__PROBLEM REQUIREMENTS__
Copy out the listing that follows, substituting "Mark" for each occurrence of "Indicate". Keep every other character unchanged.

__SOURCE DATA__
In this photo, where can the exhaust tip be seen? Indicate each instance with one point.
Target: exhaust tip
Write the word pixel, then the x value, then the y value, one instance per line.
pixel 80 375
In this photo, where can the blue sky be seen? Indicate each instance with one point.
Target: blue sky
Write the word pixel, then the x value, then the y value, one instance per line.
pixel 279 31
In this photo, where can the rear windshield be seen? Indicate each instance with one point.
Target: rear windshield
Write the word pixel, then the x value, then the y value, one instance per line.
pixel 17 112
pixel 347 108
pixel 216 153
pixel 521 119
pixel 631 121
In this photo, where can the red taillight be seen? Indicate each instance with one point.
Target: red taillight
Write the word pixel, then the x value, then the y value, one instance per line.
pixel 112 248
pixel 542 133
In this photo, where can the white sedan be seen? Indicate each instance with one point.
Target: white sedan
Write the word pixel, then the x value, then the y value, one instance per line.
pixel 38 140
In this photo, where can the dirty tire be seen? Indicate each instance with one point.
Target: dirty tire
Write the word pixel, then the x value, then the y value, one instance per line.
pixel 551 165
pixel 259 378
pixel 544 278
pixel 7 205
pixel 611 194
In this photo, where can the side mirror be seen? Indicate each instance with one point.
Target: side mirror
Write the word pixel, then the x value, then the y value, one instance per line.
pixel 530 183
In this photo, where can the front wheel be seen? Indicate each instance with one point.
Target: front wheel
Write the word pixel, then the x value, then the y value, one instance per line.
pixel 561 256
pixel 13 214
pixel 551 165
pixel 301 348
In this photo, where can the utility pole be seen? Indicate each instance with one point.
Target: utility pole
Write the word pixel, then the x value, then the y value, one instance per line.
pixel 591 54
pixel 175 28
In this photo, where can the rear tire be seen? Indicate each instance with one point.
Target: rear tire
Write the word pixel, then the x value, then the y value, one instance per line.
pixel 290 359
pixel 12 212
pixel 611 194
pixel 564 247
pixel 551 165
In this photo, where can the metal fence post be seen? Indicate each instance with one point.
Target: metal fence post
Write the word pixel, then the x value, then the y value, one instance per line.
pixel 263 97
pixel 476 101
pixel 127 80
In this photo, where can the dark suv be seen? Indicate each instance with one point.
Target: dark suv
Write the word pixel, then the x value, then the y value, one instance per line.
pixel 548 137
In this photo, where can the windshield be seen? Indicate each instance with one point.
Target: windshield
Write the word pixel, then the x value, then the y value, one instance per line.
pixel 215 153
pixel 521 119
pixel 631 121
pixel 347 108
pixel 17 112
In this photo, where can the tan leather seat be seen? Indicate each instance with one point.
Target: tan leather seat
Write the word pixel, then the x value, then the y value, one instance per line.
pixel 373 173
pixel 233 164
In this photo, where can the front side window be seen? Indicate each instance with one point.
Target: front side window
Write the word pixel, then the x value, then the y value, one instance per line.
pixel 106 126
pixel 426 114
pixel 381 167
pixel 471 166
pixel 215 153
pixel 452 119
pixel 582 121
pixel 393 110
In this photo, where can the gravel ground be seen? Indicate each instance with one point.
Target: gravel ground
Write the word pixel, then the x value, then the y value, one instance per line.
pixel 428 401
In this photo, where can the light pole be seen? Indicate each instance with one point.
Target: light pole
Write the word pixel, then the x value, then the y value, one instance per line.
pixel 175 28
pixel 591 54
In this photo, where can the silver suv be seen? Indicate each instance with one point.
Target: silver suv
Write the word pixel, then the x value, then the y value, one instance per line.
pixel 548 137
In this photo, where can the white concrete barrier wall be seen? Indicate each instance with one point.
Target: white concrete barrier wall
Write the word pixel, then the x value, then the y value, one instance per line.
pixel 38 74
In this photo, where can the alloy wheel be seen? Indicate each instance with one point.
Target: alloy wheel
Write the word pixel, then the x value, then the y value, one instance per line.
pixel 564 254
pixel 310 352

__EXERCISE SOLUTION__
In this photo, where can the exhaust tip be seen? Mark each instance with one point.
Target: exhaust tip
Write the word pixel, then the x value, then the y value, one instance per line.
pixel 80 375
In this photo, where can the blue sky be seen? Mark each instance with one point.
Target: blue sky
Write the word pixel, then the x value, then the y value, one instance per line.
pixel 279 31
In this photo, where can the rear windshield be seen? Mark each instance with one point.
Target: rear windshield
Write the word pixel, then the x value, then the y value, one instance per line.
pixel 17 112
pixel 347 108
pixel 216 153
pixel 521 119
pixel 631 121
In this photo, where can the red taillight be seen? Mark each instance with one point.
Target: red taillight
Write the word pixel, then the x value, then the y value, one instance per line.
pixel 112 248
pixel 542 133
In this photo, where can the white sedan be seen? Mark each instance with one point.
Target: white sedan
Write the word pixel, then the x value, then the y value, one instance per line.
pixel 38 140
In this photo, where can the dirty tire be seen? Mark each instance with one point.
Target: dirty tire
Write the word pixel, then the x value, then the y value, one instance per line.
pixel 551 165
pixel 259 378
pixel 544 278
pixel 7 205
pixel 611 194
In this photo, where can the side mirror be seen? Mark each instance with one point.
Target: side mirror
Write the word pixel, then the x value, then the y value, one instance per line.
pixel 530 183
In this photo, where can the front wheel be seen? Mark each instance with one point.
Target: front wheel
Write the word pixel, then the x value, then the y value, one instance per line.
pixel 561 256
pixel 13 214
pixel 551 165
pixel 301 348
In this photo, where can the utility pole be seen? Mark each instance with one point.
Target: utility pole
Write the word pixel, then the x value, then the y value, one instance per line.
pixel 591 54
pixel 175 28
In this photo, where can the rear tire be seen? Mark each instance with one point.
Target: rear tire
Write the word pixel, then the x value, then the y value, one instance per line.
pixel 290 359
pixel 12 212
pixel 611 194
pixel 564 247
pixel 551 165
In this photo, where can the metal fence post be seen? Mark each instance with one point.
Target: metal fence post
Write the word pixel, then the x value, then the y value, one instance per line.
pixel 263 97
pixel 476 101
pixel 127 80
In this photo, where can the dark suv be seen? Mark each instance with one point.
Target: dark suv
Write the word pixel, then the x value, then the y value, one instance per line.
pixel 548 137
In this photo, where can the windshield be seen? Mark each instance with one point.
Target: windshield
Write the word pixel, then the x value, then the y value, one instance per line.
pixel 215 153
pixel 521 119
pixel 631 121
pixel 347 108
pixel 17 112
In this photo, where can the tan leather seat be seen? Mark each instance with one point.
Target: tan leather seat
Write the word pixel, then the x value, then the y value, one instance per line.
pixel 373 173
pixel 233 164
In this photo, where can the front side window be seen? Mark each instance with one point.
Target: front side window
Write the word pixel, then the x value, then the y value, one instance per line.
pixel 106 126
pixel 426 114
pixel 381 167
pixel 471 166
pixel 215 153
pixel 452 119
pixel 582 121
pixel 393 110
In this photo, where can the gravel ground be seen? Mark each instance with one point.
Target: gravel ground
Write the word pixel, then the x value, then the y value, one instance per line.
pixel 428 401
In this photo, where can the light pole be seen? Mark each instance with one point.
Target: light pole
Write the word pixel, then the x value, then the y value, one instance per line.
pixel 175 28
pixel 591 54
In this photo, where can the silver suv be seen? Mark each instance with one point.
Target: silver suv
Write the word pixel, then the x value, then the y value, one instance per line.
pixel 548 137
In this photo, where can the white concrete barrier wall be seen? Mark each instance with one point.
Target: white concrete barrier wall
Write the word pixel, then the x value, then the y value, one instance per line.
pixel 38 74
In this photo, where can the alloy wheel be seen? Mark each instance with one point.
Target: alloy wheel
Write the word pixel, then the x value, then the y value, one instance per line.
pixel 564 254
pixel 310 352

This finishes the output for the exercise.